- **To do**
Copy out the data below. Keep every word as it is.

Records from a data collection
──────────────────────────────

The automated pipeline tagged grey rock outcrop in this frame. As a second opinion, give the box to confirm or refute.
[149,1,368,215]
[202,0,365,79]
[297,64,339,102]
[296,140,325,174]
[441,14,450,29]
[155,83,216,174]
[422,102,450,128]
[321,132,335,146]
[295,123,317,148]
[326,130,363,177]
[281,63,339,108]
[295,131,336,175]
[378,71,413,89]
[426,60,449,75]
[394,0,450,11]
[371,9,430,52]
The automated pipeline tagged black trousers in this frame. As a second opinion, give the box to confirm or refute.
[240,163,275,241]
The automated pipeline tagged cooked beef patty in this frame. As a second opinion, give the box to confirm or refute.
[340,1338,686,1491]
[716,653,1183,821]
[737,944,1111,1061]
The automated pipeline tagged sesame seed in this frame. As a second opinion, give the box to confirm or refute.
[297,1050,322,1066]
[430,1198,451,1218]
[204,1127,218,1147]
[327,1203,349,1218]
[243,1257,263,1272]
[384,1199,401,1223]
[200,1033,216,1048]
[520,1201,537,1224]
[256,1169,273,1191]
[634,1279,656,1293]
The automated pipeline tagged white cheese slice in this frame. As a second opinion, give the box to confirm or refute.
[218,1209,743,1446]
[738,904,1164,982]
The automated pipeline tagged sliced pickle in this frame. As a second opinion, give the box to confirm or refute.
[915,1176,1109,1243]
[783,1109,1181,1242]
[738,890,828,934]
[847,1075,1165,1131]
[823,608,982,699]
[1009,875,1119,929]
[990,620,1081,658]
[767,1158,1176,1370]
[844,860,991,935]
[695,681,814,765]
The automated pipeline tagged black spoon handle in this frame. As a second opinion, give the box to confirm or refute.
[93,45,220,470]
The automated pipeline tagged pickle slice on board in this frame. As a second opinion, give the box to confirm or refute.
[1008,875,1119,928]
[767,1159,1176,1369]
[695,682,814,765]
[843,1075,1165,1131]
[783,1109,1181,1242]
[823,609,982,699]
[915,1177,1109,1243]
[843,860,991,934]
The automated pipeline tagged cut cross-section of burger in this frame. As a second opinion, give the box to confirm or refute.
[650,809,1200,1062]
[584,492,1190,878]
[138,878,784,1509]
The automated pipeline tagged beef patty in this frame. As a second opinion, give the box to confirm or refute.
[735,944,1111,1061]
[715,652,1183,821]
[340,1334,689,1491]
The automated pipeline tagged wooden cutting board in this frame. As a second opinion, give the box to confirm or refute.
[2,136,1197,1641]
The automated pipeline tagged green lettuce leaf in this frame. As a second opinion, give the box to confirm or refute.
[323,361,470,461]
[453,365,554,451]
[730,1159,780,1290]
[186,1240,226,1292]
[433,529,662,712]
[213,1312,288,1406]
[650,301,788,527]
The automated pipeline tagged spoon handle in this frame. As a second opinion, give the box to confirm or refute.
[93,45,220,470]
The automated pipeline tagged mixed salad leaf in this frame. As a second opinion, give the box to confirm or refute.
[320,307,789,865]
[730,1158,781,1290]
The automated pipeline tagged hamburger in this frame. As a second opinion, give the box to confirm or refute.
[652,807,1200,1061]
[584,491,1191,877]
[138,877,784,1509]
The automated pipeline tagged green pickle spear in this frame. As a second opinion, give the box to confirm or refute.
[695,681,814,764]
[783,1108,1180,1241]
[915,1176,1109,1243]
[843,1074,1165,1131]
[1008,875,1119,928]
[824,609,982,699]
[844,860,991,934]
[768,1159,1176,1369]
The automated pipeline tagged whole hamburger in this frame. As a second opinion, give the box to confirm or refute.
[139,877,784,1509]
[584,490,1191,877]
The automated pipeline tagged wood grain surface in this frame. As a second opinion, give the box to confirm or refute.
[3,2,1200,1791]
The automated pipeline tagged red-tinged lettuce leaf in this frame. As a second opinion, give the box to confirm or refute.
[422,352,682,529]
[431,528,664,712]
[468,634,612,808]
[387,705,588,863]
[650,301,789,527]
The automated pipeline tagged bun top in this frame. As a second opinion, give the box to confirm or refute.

──────────────────────────────

- **Answer for the task**
The automated pipeline tagged grey rock outcrop in this frame. As a second opinion, give the box to confirm or refute.
[149,1,368,215]
[202,0,365,79]
[297,64,339,102]
[296,140,325,174]
[441,14,450,29]
[155,83,216,174]
[422,102,450,128]
[321,132,335,146]
[295,123,317,148]
[326,130,363,177]
[281,63,339,108]
[295,131,336,175]
[378,71,413,89]
[426,60,449,75]
[394,0,450,11]
[371,9,430,52]
The automated pipeline tagged black trousers in this frame. As a second opinion, give the box to confirm or refute.
[240,163,275,241]
The automated pipeline tagged cooked beef patty in this frame. As a second opinion, give the box to confirm or refute.
[340,1338,686,1491]
[716,653,1183,821]
[737,944,1111,1061]
The automated pipeline tagged sesame seed in this frame. As a second opinion, give the box to confirm or refute.
[297,1050,322,1066]
[430,1198,451,1218]
[204,1127,218,1147]
[327,1203,349,1218]
[243,1257,263,1272]
[384,1199,401,1223]
[200,1033,216,1048]
[520,1201,537,1224]
[256,1169,273,1191]
[634,1279,656,1293]
The automated pipeline tagged white cheese slice in this frame. As a second opinion, give the box to confirm or refute.
[218,1209,743,1446]
[738,904,1164,982]
The automated pipeline tagged sliced pickle in this frame. As a second opinion, give the box to confirm or refute.
[915,1176,1109,1243]
[783,1109,1181,1242]
[738,890,828,934]
[847,1075,1165,1131]
[823,608,982,699]
[1009,875,1119,929]
[990,620,1081,658]
[767,1158,1176,1370]
[844,860,991,935]
[695,681,814,765]
The automated pipeline tagged black spoon handle in this frame. As a second opinion, give the box to confirm or refute.
[93,45,220,470]
The automated pipeline tagged pickle slice on board in this frame. As a second opinion, give the box to confirm or refute.
[1008,875,1119,928]
[767,1159,1176,1369]
[695,682,814,765]
[843,1075,1165,1131]
[783,1109,1181,1242]
[823,609,982,699]
[915,1177,1109,1243]
[843,860,991,934]
The automated pipeline tagged cut cross-section of burger in this frame. As a second opinion, give the box to confirm or refute.
[650,809,1200,1062]
[584,492,1190,878]
[138,878,784,1509]
The automated pipeline tagged beef patty in this frame. As a second opinion, give the box to confirm or refute.
[735,944,1111,1061]
[715,652,1183,821]
[340,1334,689,1491]
The automated pipeline tagged wooden cutting board in this frame. As a second opinion, give the box to confirm or refute.
[2,136,1197,1641]
The automated pipeline tagged green lettuce leaf in this frame. As a second opinion, give the box to confirm or refute.
[323,361,470,461]
[453,365,554,451]
[730,1159,780,1290]
[186,1240,226,1292]
[433,529,662,712]
[213,1312,288,1406]
[650,301,788,527]
The automated pipeline tagged spoon handle in this frame. As a second opinion, give the box to confirm or refute.
[93,45,220,470]
The automated pipeline tagged mixed salad leaf in this frame. As a second opinion, give the box to confirm or refute.
[320,307,789,865]
[730,1158,781,1290]
The automated pipeline tagged hamburger in this frame. As a second opinion, give the box to confirm or refute.
[652,807,1200,1061]
[584,491,1191,877]
[138,877,784,1509]
The automated pipeline tagged green pickle spear in this frame. As a second opinion, give the box to confirm or refute.
[695,681,814,764]
[783,1108,1180,1241]
[915,1176,1109,1243]
[843,1074,1165,1131]
[1008,875,1119,928]
[824,609,982,699]
[844,860,991,934]
[768,1159,1176,1369]
The automated pipeline tagged whole hamburger in this frame. As a second opinion, give the box to confirm or refute.
[139,877,784,1509]
[584,490,1191,877]
The automated pipeline tagged wood grain surface in this frame. As a second opinion, give the box to confirm or refute.
[3,2,1200,1791]
The automated pipeline tagged red-tinged lettuce leaf in this frame. As a second opinion, give the box to confirm or refute.
[422,352,682,529]
[431,528,664,712]
[468,634,612,808]
[387,705,588,863]
[650,301,789,527]
The automated pipeline tagged bun top in this frame. As a second opinion, give the box to confirm or refute.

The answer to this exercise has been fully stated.